*TEXTE FOURNI*

---+---

Est-ce à dire qu’il n’ait gardé aucun souvenir du sol natal ? On se tromperait étrangement à le croire. N’est-ce pas à lui en effet qu’échappe ce cri poignant de douleur et de détresse (poème du Départ, page 112) :

Ô cher pays que j’aime autant que mon pays,
Vous ne serez demain qu’une des cent chimères
Dont meurt le fils de ceux qui, vendus et trahis,
Vous ont tout pardonne, puisqu’on pardonne aux mères !

---+---

*ITEMS*
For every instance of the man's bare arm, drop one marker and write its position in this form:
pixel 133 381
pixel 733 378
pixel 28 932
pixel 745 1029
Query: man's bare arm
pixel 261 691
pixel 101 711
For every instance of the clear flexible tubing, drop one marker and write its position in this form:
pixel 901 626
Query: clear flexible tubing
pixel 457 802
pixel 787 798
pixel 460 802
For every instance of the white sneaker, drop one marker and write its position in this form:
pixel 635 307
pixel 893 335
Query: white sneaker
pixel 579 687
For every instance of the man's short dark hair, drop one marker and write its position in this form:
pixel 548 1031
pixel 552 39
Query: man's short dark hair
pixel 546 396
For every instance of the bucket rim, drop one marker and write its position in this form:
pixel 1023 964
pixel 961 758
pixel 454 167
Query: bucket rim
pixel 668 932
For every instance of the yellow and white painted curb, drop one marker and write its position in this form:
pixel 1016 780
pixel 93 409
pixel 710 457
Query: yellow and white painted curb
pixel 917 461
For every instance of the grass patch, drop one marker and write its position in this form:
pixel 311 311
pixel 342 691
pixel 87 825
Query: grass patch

---+---

*CONSIGNES*
**1.** Relevez le mot qui termine chacun des vers cités dans le texte fourni.
**2.** Traduisez en anglais cette phrase du texte fourni : « On se tromperait étrangement à le croire. »
**3.** Donnez la suite du texte fourni, consacré au souvenir du sol natal, à partir de son dernier vers.
Les items n'ont aucun rapport avec le texte fourni.

*RÉPONSES PAR CONSIGNE*
**1.** pays, chimères, trahis, mères

**2.** One would be strangely mistaken to believe so.

**3.**
Et n’est-ce pas lui aussi qui, vers la fin de son livre, dédie à ses compatriotes canadiens-français, en s’excusant de n’avoir parlé dans son œuvre que des vieux pays, cette pièce touchante — quoique déparée peut-être légèrement par une fausse figure :

Et si je n’ai pas dit la terre maternelle,
-----------Si je n’ai pas chanté
Les faits d’armes qui sont la couronne éternelle
-----------De sa grave beauté,

Ce n’est pas que mon cœur ait négligé de rendre
-----------Hommage à son pays,
Ou que, muet aux voix qu’un autre sait entendre,
-----------Il ne l’ait pas compris :

Mais il aurait fallu remplacer sur ma bouche
-----------Le luth par l’olifant,
Et je voulais louer la fleur après la souche,
-----------La mère avant l’enfant.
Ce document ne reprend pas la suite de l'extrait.